EXTRACT
◆ ◆ ◆

The exhaustion is felt by everyone in the community from Monias, who has been in non-stop meetings for more than a week, to the doctors and nurses who are working up to 16-hour days to help treat patients and contain the spread.

A code red is also in effect for Misipawistik Cree Nation until Nov. 7.

The community is dealing with its first COVID-19 case.

 

Chief Heidi Cook is also utilizing social media to update members on the situation.

“We recommend that everyone stay home. There’s an exception for outdoor recreation or outdoor activities like hunting if you’re by yourself or with members of your household only,” she said in a lengthy Facebook livestream.

While there have been several new restrictions implemented, a curfew is not one of them. This could change.

“That’s not something that we have planned,” said Cook.

“Right now we’re asking everyone to stay home for the most part so we hope that we don’t have to make more rules.”

Meanwhile the four partner Cree Nations on the Keeyask Generating Station project with Manitoba Hydro are urging the province to move the site into a code red after an outbreak started last month.

The project employs members from all four communities.

“The province must recognize and declare that there is an uncontrolled outbreak of COVID-19 at Keeyask. Failing to address this situation in an urgent manner will have dire consequences for the entire province. Action is needed immediately to protect the health of all Manitoba residents,” Manitoba Keewatinowi Okimakanak Grand Chief Garrison Settee said in a statement.

There are 20 workers who have tested positive, according to a news release from the crown corporation Tuesday, and another 11 workers with an initial “not clear” are awaiting further results.

◆ ◆ ◆

(Point localization data)
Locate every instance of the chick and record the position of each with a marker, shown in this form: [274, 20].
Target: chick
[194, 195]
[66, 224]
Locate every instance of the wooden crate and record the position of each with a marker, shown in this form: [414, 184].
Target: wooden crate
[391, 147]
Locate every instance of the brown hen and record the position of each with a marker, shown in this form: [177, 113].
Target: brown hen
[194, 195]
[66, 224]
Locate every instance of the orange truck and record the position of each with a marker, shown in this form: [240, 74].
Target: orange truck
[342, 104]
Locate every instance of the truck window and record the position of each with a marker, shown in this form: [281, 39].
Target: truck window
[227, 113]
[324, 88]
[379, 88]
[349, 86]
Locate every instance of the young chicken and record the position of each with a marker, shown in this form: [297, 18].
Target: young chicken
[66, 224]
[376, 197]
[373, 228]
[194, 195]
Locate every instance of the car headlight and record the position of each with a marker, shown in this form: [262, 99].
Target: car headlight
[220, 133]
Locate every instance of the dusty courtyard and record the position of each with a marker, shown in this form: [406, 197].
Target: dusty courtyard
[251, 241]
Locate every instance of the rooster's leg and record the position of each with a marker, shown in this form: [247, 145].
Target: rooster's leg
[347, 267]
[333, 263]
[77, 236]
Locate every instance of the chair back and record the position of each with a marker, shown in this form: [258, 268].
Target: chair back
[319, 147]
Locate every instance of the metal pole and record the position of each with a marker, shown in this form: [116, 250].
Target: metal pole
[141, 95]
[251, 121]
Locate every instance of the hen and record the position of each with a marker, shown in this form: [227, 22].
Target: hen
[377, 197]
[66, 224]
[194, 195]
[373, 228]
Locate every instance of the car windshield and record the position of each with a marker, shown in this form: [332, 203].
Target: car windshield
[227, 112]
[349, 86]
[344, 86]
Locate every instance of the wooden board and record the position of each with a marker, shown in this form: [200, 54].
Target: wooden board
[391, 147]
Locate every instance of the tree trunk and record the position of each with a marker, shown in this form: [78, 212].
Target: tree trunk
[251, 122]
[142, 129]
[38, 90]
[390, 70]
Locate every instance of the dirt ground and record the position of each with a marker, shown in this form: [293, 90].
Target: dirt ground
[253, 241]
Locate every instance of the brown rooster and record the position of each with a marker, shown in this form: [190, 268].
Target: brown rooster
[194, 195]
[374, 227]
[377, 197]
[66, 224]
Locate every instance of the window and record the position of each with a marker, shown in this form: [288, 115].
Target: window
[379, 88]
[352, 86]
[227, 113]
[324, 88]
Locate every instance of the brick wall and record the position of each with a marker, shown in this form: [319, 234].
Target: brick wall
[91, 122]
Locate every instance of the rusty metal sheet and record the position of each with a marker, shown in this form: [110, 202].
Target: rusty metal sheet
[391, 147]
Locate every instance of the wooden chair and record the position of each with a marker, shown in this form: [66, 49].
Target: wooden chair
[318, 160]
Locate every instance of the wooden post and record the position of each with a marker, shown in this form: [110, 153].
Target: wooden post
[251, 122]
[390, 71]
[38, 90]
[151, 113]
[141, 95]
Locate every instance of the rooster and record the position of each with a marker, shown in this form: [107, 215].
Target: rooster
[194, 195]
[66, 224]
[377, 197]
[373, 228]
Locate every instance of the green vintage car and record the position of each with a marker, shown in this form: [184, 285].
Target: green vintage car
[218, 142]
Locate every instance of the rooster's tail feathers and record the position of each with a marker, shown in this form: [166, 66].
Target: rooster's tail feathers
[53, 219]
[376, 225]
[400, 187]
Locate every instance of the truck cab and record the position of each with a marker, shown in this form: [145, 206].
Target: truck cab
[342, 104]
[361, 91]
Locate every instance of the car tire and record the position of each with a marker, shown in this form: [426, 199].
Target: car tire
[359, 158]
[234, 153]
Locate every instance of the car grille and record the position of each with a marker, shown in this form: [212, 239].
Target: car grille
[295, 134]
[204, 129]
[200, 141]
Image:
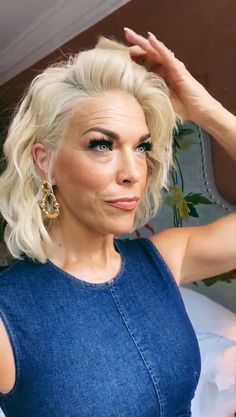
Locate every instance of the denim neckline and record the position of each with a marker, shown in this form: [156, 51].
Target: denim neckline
[93, 285]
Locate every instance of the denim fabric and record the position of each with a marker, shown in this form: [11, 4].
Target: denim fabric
[122, 348]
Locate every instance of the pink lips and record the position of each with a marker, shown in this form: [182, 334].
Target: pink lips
[124, 203]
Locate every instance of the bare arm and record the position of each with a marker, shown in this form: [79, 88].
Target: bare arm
[189, 98]
[195, 253]
[7, 364]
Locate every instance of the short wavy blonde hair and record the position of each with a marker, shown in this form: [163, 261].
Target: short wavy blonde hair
[42, 117]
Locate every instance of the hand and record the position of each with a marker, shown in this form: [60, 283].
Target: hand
[189, 98]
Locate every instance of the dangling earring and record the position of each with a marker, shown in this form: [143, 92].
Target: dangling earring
[49, 200]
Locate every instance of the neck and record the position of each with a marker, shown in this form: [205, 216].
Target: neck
[74, 243]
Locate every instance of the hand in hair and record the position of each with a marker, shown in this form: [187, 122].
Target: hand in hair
[189, 98]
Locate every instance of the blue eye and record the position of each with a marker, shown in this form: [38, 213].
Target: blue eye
[100, 145]
[145, 147]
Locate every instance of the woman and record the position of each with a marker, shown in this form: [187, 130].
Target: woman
[92, 325]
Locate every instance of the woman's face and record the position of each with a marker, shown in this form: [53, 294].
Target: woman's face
[103, 157]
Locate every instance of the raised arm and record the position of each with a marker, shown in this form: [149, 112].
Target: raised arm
[192, 253]
[199, 252]
[189, 98]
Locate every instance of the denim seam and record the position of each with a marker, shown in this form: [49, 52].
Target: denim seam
[121, 312]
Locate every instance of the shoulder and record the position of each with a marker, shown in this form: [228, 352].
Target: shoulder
[171, 244]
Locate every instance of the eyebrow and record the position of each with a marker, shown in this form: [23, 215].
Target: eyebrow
[114, 135]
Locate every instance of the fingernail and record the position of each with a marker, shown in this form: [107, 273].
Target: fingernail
[151, 36]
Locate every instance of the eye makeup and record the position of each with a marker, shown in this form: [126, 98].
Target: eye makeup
[104, 144]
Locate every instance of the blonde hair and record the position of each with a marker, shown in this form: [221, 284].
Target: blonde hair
[42, 117]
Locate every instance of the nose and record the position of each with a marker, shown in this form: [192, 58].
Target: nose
[129, 168]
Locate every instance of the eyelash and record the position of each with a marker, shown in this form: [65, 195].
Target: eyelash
[94, 143]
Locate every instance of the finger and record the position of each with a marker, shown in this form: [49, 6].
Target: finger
[159, 46]
[136, 51]
[142, 42]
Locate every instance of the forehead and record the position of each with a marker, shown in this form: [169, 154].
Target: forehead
[114, 109]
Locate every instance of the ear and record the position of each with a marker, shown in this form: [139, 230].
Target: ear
[40, 157]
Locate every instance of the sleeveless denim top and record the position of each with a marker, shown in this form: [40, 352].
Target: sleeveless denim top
[121, 348]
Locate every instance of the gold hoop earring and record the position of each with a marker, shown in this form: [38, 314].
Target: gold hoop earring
[49, 200]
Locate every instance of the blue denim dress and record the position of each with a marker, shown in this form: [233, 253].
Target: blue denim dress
[122, 348]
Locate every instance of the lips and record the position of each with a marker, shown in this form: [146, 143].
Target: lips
[123, 200]
[124, 203]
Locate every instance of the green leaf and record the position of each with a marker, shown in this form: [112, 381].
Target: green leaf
[197, 199]
[170, 200]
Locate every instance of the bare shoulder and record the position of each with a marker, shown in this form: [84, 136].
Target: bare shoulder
[171, 243]
[7, 363]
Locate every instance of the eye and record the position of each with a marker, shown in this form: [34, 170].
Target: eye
[145, 147]
[100, 145]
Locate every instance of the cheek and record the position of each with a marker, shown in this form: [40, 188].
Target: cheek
[82, 173]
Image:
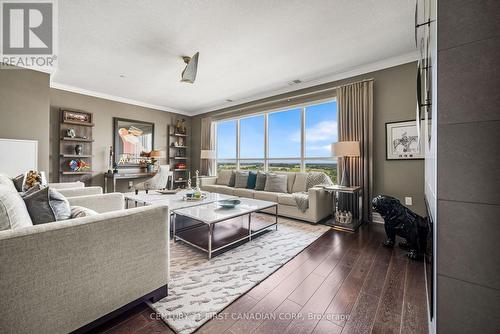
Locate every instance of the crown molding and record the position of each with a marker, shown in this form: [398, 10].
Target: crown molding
[115, 98]
[355, 71]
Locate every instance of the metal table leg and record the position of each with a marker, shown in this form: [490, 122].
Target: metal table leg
[249, 227]
[210, 235]
[173, 219]
[276, 216]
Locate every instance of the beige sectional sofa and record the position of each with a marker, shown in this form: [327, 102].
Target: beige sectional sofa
[320, 201]
[61, 276]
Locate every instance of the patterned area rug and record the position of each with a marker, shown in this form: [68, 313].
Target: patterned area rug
[200, 288]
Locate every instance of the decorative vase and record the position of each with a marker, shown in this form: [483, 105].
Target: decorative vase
[78, 149]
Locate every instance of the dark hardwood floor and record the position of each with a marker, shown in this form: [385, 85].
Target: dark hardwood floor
[342, 283]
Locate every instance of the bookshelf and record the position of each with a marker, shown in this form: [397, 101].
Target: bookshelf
[177, 155]
[75, 144]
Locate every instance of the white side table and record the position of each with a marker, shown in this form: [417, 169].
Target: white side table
[356, 209]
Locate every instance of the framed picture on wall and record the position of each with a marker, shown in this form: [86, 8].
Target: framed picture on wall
[132, 139]
[403, 142]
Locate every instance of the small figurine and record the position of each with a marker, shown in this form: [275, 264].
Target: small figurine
[178, 127]
[78, 149]
[183, 126]
[70, 133]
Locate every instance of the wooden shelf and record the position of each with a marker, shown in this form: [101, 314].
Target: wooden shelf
[77, 139]
[77, 123]
[83, 138]
[76, 156]
[76, 173]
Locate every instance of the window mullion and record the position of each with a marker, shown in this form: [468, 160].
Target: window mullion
[266, 142]
[238, 144]
[302, 138]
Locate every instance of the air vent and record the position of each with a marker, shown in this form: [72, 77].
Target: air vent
[294, 82]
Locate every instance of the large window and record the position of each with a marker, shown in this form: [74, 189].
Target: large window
[284, 134]
[226, 144]
[297, 139]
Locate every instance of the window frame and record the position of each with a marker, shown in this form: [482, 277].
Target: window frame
[266, 159]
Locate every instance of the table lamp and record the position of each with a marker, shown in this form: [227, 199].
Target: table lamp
[208, 155]
[344, 149]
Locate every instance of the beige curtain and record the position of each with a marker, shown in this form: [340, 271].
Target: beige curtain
[207, 143]
[355, 108]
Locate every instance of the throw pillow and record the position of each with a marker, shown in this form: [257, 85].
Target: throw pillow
[252, 179]
[300, 183]
[276, 183]
[260, 182]
[223, 177]
[240, 179]
[317, 178]
[18, 182]
[46, 205]
[13, 213]
[80, 211]
[232, 180]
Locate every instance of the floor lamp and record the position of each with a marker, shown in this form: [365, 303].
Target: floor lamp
[343, 149]
[208, 155]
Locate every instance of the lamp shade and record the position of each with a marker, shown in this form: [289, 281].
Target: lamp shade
[345, 149]
[155, 154]
[207, 154]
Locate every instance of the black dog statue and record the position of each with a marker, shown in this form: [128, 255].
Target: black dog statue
[399, 220]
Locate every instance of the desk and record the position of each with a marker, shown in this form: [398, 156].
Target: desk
[356, 209]
[123, 176]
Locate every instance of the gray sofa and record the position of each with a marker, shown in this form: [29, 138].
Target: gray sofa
[61, 276]
[320, 201]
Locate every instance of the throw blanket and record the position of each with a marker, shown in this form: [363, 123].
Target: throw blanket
[313, 179]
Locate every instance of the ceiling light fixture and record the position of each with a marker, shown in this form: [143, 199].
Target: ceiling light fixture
[294, 82]
[189, 73]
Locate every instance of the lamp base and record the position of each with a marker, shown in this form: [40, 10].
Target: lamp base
[344, 181]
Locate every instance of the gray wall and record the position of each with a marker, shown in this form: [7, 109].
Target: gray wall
[104, 111]
[394, 100]
[24, 109]
[468, 192]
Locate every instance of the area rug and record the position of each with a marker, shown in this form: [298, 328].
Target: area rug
[200, 288]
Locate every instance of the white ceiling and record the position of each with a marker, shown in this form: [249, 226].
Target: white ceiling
[248, 48]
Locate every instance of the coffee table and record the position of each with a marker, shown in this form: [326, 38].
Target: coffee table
[211, 216]
[173, 201]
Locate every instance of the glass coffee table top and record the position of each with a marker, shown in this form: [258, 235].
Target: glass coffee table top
[213, 212]
[173, 201]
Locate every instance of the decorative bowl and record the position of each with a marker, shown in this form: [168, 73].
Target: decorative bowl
[228, 203]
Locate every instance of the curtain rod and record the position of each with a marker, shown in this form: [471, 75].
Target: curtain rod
[288, 98]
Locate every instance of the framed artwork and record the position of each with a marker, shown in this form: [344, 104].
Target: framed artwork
[77, 117]
[132, 139]
[403, 142]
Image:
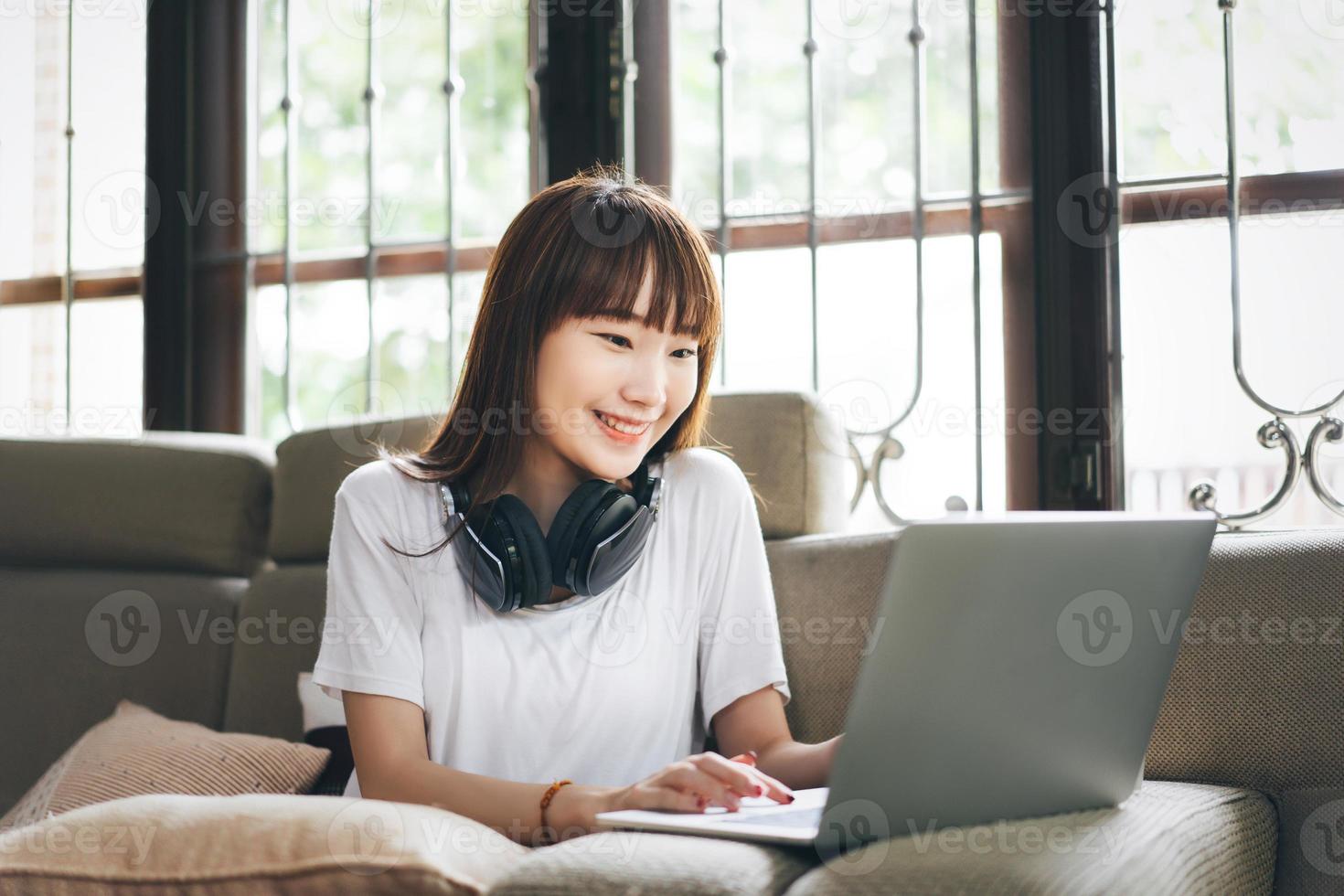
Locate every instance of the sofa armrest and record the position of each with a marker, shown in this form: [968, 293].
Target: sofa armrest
[256, 842]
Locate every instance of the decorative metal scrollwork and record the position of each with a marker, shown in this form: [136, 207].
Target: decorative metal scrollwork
[1275, 432]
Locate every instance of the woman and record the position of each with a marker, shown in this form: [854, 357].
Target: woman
[591, 357]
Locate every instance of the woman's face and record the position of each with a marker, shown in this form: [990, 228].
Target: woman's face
[620, 368]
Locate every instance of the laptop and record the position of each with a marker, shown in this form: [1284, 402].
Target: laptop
[1017, 669]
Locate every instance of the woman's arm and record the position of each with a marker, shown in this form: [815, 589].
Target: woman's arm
[757, 721]
[391, 758]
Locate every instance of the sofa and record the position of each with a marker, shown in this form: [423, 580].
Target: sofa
[1243, 784]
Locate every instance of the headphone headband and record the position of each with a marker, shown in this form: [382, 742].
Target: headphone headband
[597, 535]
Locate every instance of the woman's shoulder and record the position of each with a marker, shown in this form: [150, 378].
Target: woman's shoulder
[703, 468]
[382, 489]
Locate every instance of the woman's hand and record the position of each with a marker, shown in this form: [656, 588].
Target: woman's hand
[689, 784]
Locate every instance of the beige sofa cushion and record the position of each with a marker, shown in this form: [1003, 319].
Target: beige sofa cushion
[137, 752]
[1257, 695]
[182, 501]
[1167, 838]
[253, 844]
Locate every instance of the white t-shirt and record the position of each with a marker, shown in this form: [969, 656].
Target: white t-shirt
[603, 689]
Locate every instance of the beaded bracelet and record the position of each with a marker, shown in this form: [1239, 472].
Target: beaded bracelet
[546, 801]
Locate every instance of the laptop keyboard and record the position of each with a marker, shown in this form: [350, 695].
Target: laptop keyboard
[795, 818]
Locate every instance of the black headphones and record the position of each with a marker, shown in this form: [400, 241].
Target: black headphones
[595, 538]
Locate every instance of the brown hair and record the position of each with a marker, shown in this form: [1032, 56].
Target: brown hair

◆ ◆ ◆

TASK REQUIREMENTS
Reproduce the part of the COVID-19 article above that opens with the words "While there have" and closes with "in a statement.".

SOLUTION FOR THIS PROBLEM
While there have been several new restrictions implemented, a curfew is not one of them. This could change.

“That’s not something that we have planned,” said Cook.

“Right now we’re asking everyone to stay home for the most part so we hope that we don’t have to make more rules.”

Meanwhile the four partner Cree Nations on the Keeyask Generating Station project with Manitoba Hydro are urging the province to move the site into a code red after an outbreak started last month.

The project employs members from all four communities.

“The province must recognize and declare that there is an uncontrolled outbreak of COVID-19 at Keeyask. Failing to address this situation in an urgent manner will have dire consequences for the entire province. Action is needed immediately to protect the health of all Manitoba residents,” Manitoba Keewatinowi Okimakanak Grand Chief Garrison Settee said in a statement.